──────── Data excerpts ────────

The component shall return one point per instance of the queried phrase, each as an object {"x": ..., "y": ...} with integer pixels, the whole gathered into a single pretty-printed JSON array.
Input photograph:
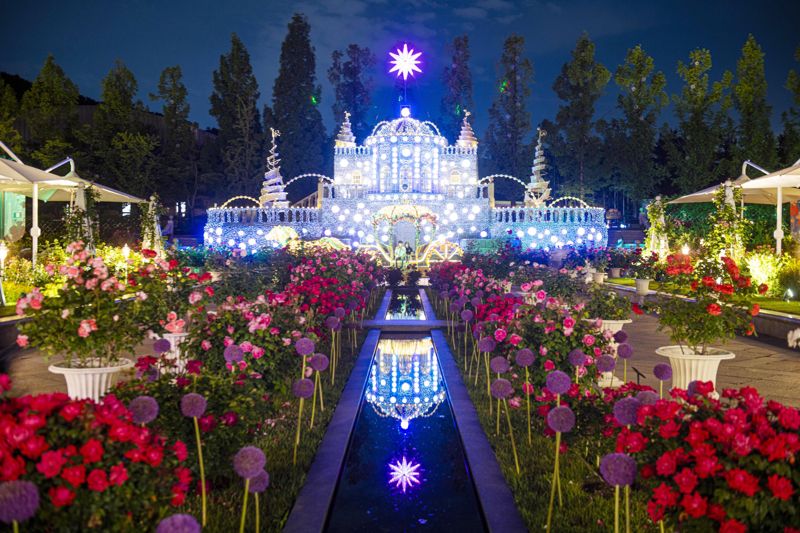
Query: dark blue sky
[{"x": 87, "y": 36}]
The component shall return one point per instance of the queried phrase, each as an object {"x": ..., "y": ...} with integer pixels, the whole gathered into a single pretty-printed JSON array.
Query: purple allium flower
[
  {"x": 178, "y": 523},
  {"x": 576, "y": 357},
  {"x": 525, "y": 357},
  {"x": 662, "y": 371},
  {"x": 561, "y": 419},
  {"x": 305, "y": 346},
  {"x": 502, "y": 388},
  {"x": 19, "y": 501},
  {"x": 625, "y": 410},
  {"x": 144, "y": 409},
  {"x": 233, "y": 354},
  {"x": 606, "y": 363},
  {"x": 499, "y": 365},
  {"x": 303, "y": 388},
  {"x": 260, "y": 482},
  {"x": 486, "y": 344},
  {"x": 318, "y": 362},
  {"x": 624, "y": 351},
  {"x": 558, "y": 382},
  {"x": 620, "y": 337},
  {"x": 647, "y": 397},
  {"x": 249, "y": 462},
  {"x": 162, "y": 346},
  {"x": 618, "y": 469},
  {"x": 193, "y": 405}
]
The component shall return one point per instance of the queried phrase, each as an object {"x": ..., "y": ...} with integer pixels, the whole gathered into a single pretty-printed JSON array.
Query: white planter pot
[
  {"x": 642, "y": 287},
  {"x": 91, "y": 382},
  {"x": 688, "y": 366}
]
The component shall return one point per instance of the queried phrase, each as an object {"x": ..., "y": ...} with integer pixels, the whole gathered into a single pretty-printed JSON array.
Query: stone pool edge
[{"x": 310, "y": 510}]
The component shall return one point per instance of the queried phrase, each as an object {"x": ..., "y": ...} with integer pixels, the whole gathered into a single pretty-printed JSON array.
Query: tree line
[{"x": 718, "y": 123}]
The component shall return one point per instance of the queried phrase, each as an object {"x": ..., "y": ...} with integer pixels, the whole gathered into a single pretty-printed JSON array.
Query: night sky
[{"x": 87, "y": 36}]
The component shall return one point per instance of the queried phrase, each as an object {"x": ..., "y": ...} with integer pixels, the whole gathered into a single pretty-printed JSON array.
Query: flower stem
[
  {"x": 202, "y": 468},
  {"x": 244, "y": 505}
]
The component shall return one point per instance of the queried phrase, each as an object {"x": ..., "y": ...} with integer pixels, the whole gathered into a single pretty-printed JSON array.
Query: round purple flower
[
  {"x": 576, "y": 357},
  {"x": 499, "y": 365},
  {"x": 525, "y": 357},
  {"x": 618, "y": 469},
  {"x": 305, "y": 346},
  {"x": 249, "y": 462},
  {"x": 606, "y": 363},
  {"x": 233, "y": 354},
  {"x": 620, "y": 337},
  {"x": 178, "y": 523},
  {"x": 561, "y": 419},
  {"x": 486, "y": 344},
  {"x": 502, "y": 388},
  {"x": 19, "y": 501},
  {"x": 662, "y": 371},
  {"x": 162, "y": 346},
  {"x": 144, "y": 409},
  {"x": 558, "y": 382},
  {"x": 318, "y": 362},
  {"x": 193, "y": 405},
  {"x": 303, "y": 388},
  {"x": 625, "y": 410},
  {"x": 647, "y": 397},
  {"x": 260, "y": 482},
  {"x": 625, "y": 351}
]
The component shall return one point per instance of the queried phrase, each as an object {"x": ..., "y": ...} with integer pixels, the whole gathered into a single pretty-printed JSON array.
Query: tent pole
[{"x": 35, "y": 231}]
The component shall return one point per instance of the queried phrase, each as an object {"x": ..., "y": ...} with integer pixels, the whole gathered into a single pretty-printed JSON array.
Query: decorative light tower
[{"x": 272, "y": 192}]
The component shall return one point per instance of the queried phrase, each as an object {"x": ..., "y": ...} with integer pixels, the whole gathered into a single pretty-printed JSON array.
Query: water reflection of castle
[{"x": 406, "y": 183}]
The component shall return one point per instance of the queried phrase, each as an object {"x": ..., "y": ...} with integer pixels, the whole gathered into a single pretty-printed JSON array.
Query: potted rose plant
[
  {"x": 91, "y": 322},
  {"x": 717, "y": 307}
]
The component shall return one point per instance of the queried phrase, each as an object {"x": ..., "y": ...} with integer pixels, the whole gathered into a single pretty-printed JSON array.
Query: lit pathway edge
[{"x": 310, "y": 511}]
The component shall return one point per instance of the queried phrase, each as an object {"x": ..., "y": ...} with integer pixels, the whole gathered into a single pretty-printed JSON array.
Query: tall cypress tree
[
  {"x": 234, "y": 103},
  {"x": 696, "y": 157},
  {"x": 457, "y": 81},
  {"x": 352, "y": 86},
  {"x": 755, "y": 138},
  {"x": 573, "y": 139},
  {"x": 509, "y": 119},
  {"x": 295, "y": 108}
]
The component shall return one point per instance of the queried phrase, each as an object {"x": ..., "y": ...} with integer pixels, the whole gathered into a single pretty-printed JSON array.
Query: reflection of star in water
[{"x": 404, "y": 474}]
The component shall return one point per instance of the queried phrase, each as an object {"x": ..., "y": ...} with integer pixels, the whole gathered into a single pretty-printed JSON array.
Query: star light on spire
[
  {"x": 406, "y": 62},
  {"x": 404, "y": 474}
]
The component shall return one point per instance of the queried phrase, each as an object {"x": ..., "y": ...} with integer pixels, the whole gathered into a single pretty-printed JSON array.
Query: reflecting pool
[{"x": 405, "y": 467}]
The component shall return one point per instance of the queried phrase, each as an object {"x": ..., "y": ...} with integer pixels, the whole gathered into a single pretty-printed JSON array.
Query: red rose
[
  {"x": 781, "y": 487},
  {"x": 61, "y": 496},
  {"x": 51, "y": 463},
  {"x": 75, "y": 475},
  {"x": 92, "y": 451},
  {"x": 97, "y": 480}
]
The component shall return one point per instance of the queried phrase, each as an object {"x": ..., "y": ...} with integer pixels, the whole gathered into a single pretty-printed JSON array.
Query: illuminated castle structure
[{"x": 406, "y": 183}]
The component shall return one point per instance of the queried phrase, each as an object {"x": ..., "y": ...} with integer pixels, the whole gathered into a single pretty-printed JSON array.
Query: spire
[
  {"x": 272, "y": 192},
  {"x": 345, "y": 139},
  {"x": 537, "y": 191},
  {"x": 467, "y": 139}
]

────────

» Requirement
Copy the data verbatim, skipping any image it holds.

» Your response
The component shall return one point per instance of the queried phrase, each as an object {"x": ..., "y": ...} with integer pixels, the whole gathered into a single pretty-printed JSON array.
Input photograph:
Query: dark blue sky
[{"x": 87, "y": 36}]
The component shall return one point per instance of the queried phrase, each as an object {"x": ..., "y": ...} with integer pixels, the whole gathered into a single pretty-printed JSON array.
Query: purple allium flower
[
  {"x": 178, "y": 523},
  {"x": 576, "y": 357},
  {"x": 525, "y": 357},
  {"x": 662, "y": 371},
  {"x": 561, "y": 419},
  {"x": 305, "y": 346},
  {"x": 502, "y": 388},
  {"x": 19, "y": 501},
  {"x": 625, "y": 410},
  {"x": 144, "y": 409},
  {"x": 233, "y": 354},
  {"x": 606, "y": 363},
  {"x": 499, "y": 365},
  {"x": 303, "y": 388},
  {"x": 260, "y": 482},
  {"x": 486, "y": 344},
  {"x": 318, "y": 362},
  {"x": 624, "y": 351},
  {"x": 558, "y": 382},
  {"x": 620, "y": 337},
  {"x": 647, "y": 397},
  {"x": 249, "y": 462},
  {"x": 162, "y": 346},
  {"x": 618, "y": 469},
  {"x": 193, "y": 405}
]
The component shall return one point per instance of the queried phrase, each as an object {"x": ..., "y": ...} with integer pixels, the whole gathered into a single pretty-printed JSON array.
Query: white planter pot
[
  {"x": 642, "y": 287},
  {"x": 91, "y": 382},
  {"x": 688, "y": 366}
]
The component shall return one point per instance of the queried phrase, each as an object {"x": ..., "y": ...} with integer pixels, the whole gathered into a single pretty-printed JSON array.
Query: stone pool edge
[{"x": 310, "y": 510}]
The component shall return one point per instance of the queried phrase, each as an object {"x": ..., "y": ...} with integer pixels, the whole gathered into a single pretty-printed JSON array.
Query: tree line
[{"x": 718, "y": 123}]
The component shall return one point per instance of the queried phrase, each as an object {"x": ..., "y": ...} with integer pixels, the whole gathered into a single pretty-printed JSON array.
Query: night sky
[{"x": 87, "y": 36}]
The component shall return one point per instance of the queried phrase, each as an object {"x": ..., "y": ...} with integer pixels, the whole gathered into a single pretty-printed JSON array.
Query: flower stem
[
  {"x": 202, "y": 468},
  {"x": 244, "y": 505}
]
The component shall return one point per instance of the queried phrase, each as an object {"x": ..., "y": ...} with integer pixels, the whole gathered into a single pretty-printed JSON array.
Query: round purple flower
[
  {"x": 576, "y": 357},
  {"x": 499, "y": 365},
  {"x": 525, "y": 357},
  {"x": 618, "y": 469},
  {"x": 305, "y": 346},
  {"x": 249, "y": 462},
  {"x": 606, "y": 363},
  {"x": 233, "y": 354},
  {"x": 620, "y": 337},
  {"x": 178, "y": 523},
  {"x": 561, "y": 419},
  {"x": 486, "y": 344},
  {"x": 502, "y": 388},
  {"x": 19, "y": 501},
  {"x": 662, "y": 371},
  {"x": 162, "y": 346},
  {"x": 144, "y": 409},
  {"x": 558, "y": 382},
  {"x": 318, "y": 362},
  {"x": 193, "y": 405},
  {"x": 303, "y": 388},
  {"x": 625, "y": 410},
  {"x": 647, "y": 397},
  {"x": 260, "y": 482},
  {"x": 625, "y": 351}
]
The component shall return one point per instance of the queried phrase, each as an object {"x": ..., "y": ...} with integer pixels, the whole gathered into a single pretty-printed JSON array.
Query: tent pole
[{"x": 35, "y": 231}]
The component shall return one point per instance of the queried phrase, each as an object {"x": ..., "y": ...} with integer pixels, the whole gathered into a single pretty-printed JSON array.
Query: decorative light tower
[{"x": 272, "y": 192}]
The component shall return one point per instance of the queried phrase, each as an object {"x": ..., "y": ...} with integer pixels, the whole gathered into a single pretty-printed JSON array.
Query: water reflection of castle
[{"x": 406, "y": 183}]
The component shall return one point per instance of the queried phrase, each as an object {"x": ..., "y": ...} with integer pixels, the whole gathered into a single pretty-printed JSON array.
Query: potted rose plant
[
  {"x": 91, "y": 322},
  {"x": 717, "y": 307}
]
The component shall return one point per instance of the queried phrase, each as an object {"x": ..., "y": ...} with integer pixels, the whole gathered into a single pretty-printed JSON array.
Query: lit pathway edge
[{"x": 310, "y": 511}]
The component shall return one point per instance of the queried phrase, each as an object {"x": ..., "y": ...} with integer pixels, the whole gathered into a single pretty-printed JSON array.
Query: tall cypress tree
[
  {"x": 234, "y": 103},
  {"x": 696, "y": 157},
  {"x": 457, "y": 81},
  {"x": 352, "y": 86},
  {"x": 755, "y": 138},
  {"x": 573, "y": 139},
  {"x": 509, "y": 119},
  {"x": 295, "y": 108}
]
The component shall return one point per instance of the queried phrase, each as an object {"x": ..., "y": ...} with integer pixels, the whole gathered into a single pretty-printed JSON array.
Query: reflection of star in water
[{"x": 404, "y": 474}]
The component shall return one point per instance of the queried phrase, each as an object {"x": ..., "y": ...} with integer pixels, the whole gathered into a single pretty-printed JSON array.
Query: star light on spire
[
  {"x": 406, "y": 62},
  {"x": 404, "y": 474}
]
The component shall return one point per instance of the queried phrase, each as an object {"x": ..., "y": ...} with integer pixels, the whole gathered into a single pretty-printed JSON array.
Query: reflecting pool
[{"x": 405, "y": 467}]
The component shall return one point per instance of the queried phrase, each as an object {"x": ..., "y": ...} with integer pixels, the whole gathered into a single pretty-printed JSON array.
Query: red rose
[
  {"x": 781, "y": 487},
  {"x": 61, "y": 496},
  {"x": 51, "y": 463},
  {"x": 75, "y": 475},
  {"x": 92, "y": 451},
  {"x": 97, "y": 480}
]
The component shall return one point per instance of the queried phrase, each as an object {"x": ..., "y": ...} with integer pixels, the whole gathered into a single pretty-printed JSON array.
Query: illuminated castle structure
[{"x": 406, "y": 183}]
The component shall return one point per instance of the queried phrase, each as an object {"x": ..., "y": ...} with integer pixels, the whole gathered into a single pretty-printed JSON array.
Query: spire
[
  {"x": 272, "y": 192},
  {"x": 345, "y": 139},
  {"x": 537, "y": 191},
  {"x": 467, "y": 139}
]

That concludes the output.